▶ **TEXTE DE LA PAGE**
>>>

L’entraide agricole est un cadre légal qui permet de mobiliser régulièrement ou occasionnellement de la main-d’œuvre et du matériel. Son organisation en banque de travail facilite le respect de l’équité entre éleveurs et permet de fixer quelques règles.

<em class="placeholder">Chantier d&#039;ensilage de maïs dans la Manche / ensileuse Krone BigX 800 bec 12 rangs / Récolte du mais avant la pluie / ciel sombre chargé de nuages  / I M G _ 9 6 1 6</em>
L'entraide agricole permet de limiter l’investissement en matériel et donne de la réactivité.
© Réussir SA

Le manque de main-d’œuvre sur les fermes est un frein à leur développement, comme au bien-être et à la santé des exploitants. La main-d’œuvre salariée étant difficilement mobilisable, onéreuse, et pas toujours compétente, il est plus aisé de faire appel à un confrère, expérimenté et équipé. Pour ce faire, il existe une pratique ancestrale et légale, appelée « l’entraide agricole ». L’article L325-1 du Code rural la définit comme « des échanges de services en travail et en moyens d’exploitation, y compris ceux entrant dans le prolongement de l’acte de production ».

Il s’agit donc pour deux agriculteurs de travailler l’un chez l’autre avec ou sans matériel agricole ou de s’échanger du matériel. Contrairement au matériel en copropriété, chaque équipement appartient à une seule ferme, les fermes se le prêtent, ce qui peut atténuer l’investissement. L’entraide peut être occasionnelle, par exemple une fois par an, pour les chantiers d’ensilage, ou régulière, comme alimenter les vaches un week-end sur deux de façon à permettre à deux éleveurs de s’absenter en alternance, quelques jours. Elle peut aussi concerner le prolongement de l’acte de production, comme la transformation de produits, par exemple découper et cuisiner dans son laboratoire le veau d’un confrère ou commercialiser, livrer les produits de son voisin. Attention, cette commercialisation pour autrui se réalise sans achat revente, car l’entraide doit être gratuite.

Les services en travail, autant dire en main-d’œuvre, correspondent à la mise à disposition des bras du chef d’exploitation, comme plus largement de son conjoint collaborateur, son aide familiale, son salarié, son stagiaire. Ce sont en fait deux exploitations agricoles qui s’entraident, personnes morales ou physiques. Les cotisants solidaires, même ceux qui sont retraités, peuvent participer à un échange. Il peut d’ailleurs être intéressant lors d’un départ à la retraite de conserver une parcelle de subsistance pour continuer à donner des coups de main aux confrères.

<<<

▶ **CONSIGNES**
a - Recopiez fidèlement le passage du texte sur l'entraide agricole qui commence à « L’entraide agricole est » et se termine à « de la réactivité. ».
b - Rédigez la suite du texte sur l'entraide agricole, en reprenant juste après sa dernière phrase.

▶ **DONNÉES**

>>>

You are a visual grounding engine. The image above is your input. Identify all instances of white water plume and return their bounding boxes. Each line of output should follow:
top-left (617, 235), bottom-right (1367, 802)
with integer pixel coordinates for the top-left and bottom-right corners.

<<<

▶ **RÉPONSES PAR CONSIGNE**
a -
L’entraide agricole est un cadre légal qui permet de mobiliser régulièrement ou occasionnellement de la main-d’œuvre et du matériel. Son organisation en banque de travail facilite le respect de l’équité entre éleveurs et permet de fixer quelques règles.

<em class="placeholder">Chantier d&#039;ensilage de maïs dans la Manche / ensileuse Krone BigX 800 bec 12 rangs / Récolte du mais avant la pluie / ciel sombre chargé de nuages  / I M G _ 9 6 1 6</em>
L'entraide agricole permet de limiter l’investissement en matériel et donne de la réactivité.

b -
Un tableau partagé et des règles écrites

La réciprocité est la base fondamentale de l’entraide agricole. Les coups de main entre un agriculteur ou un maçon n’entrent pas dans le cadre régi par le Code rural. Aussi, quand plus de deux fermes collaborent ainsi, on l’appelle communément « banque de travail ».

Le collectif se met d’accord sur une table de conversion en points ou en euros, surtout si certaines heures nécessitent la mise à disposition de matériel spécifique. Les chambres d’agriculture et les fédérations de Cuma publient des références très précises, qui tiennent compte de l’équipement du matériel, de sa puissance… Par exemple, la chambre d’agriculture de l’Indre propose un tel barème.

En pratique, il est difficile d’arriver à un équilibre parfait, soit ce déséquilibre est reporté à l’année suivante, soit il est abandonné ou payé. Prudence : si elle est payée, cette soulte d’entraide constitue une charge non soumise à TVA, déductible pour la ferme qui en est redevable, et un produit agricole pour celle qui le reçoit. « Il est conseillé de remplir, au fur et à mesure, un tableau d’entraide mis en ligne [un fichier partagé] », suggère Noémie Chambefort, animatrice à la fédération des Cuma du Puy-de-Dôme. Les groupes d’entraide sont plus ou moins rigoureux, certains ne notent pas le temps passé, uniquement les frais de matériel engagés, d’autres comptabilisent temps et matériels. Des groupes de messagerie peuvent être mis en place pour une meilleure réactivité des bras.

Selon l’intensité des échanges et les dates de clôture des exploitations, les comptes peuvent être faits tous les trimestres ou tous les ans. « Cette présentation des comptes est l’occasion de se retrouver annuellement autour d’un repas, pour entretenir le lien et s’occuper du matériel », suggère Pierre-Marie Megemont, éleveur à Perpezat (Puy-de-Dôme), qui coordonne une banque de travail d’une quarantaine de fermes.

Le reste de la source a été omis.